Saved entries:
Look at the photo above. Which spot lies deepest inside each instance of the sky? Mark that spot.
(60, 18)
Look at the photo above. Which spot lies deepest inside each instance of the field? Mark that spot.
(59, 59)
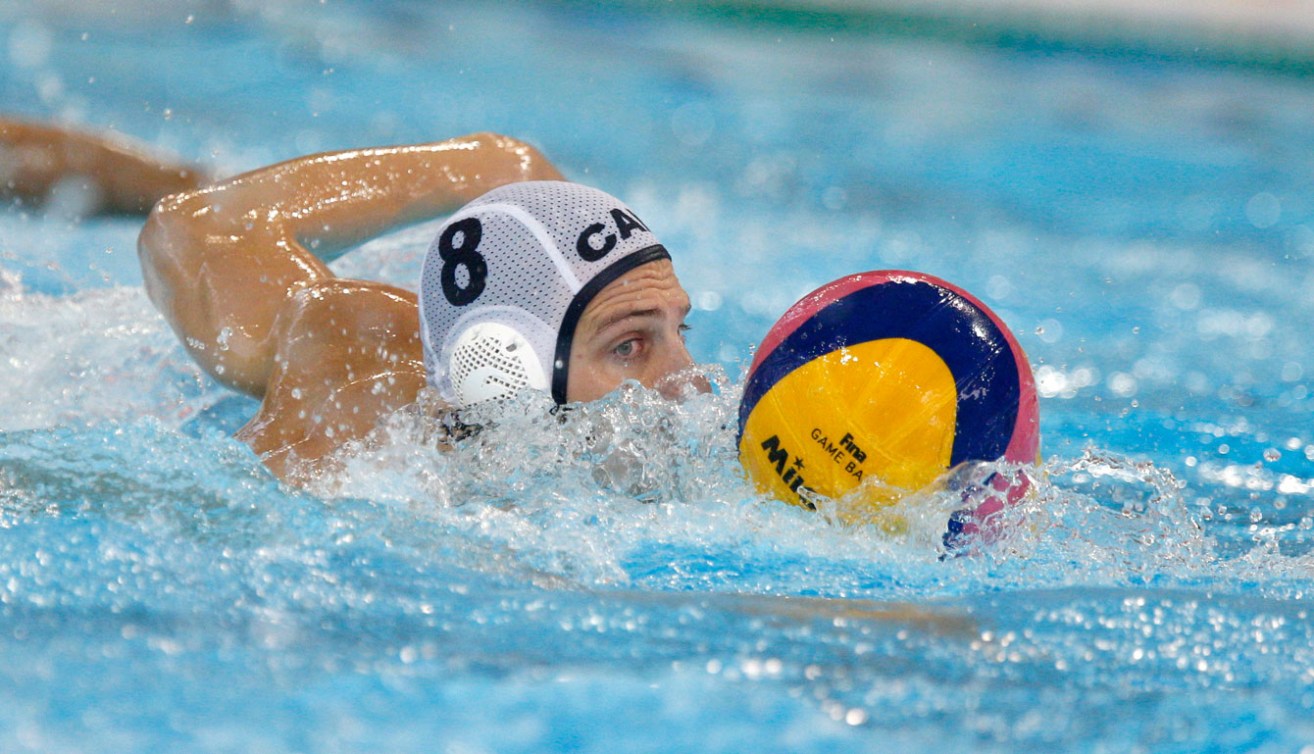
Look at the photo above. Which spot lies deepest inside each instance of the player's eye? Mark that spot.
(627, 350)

> _Problem details_:
Rewrite the whole listing, changing every "photo" to "image" and leaving everything else the same. Leave the pictures out.

> _Answer to the task_:
Look at the image above. Which spot lies deepest inside each instance of the sky? Mark that spot.
(60, 18)
Look at the image above. Which spot lies deepest inside each instance of the field? Mark that spot.
(59, 59)
Look at the image above. Which spot lies deepest inside each instance of the player's eye? Mark that spot.
(627, 350)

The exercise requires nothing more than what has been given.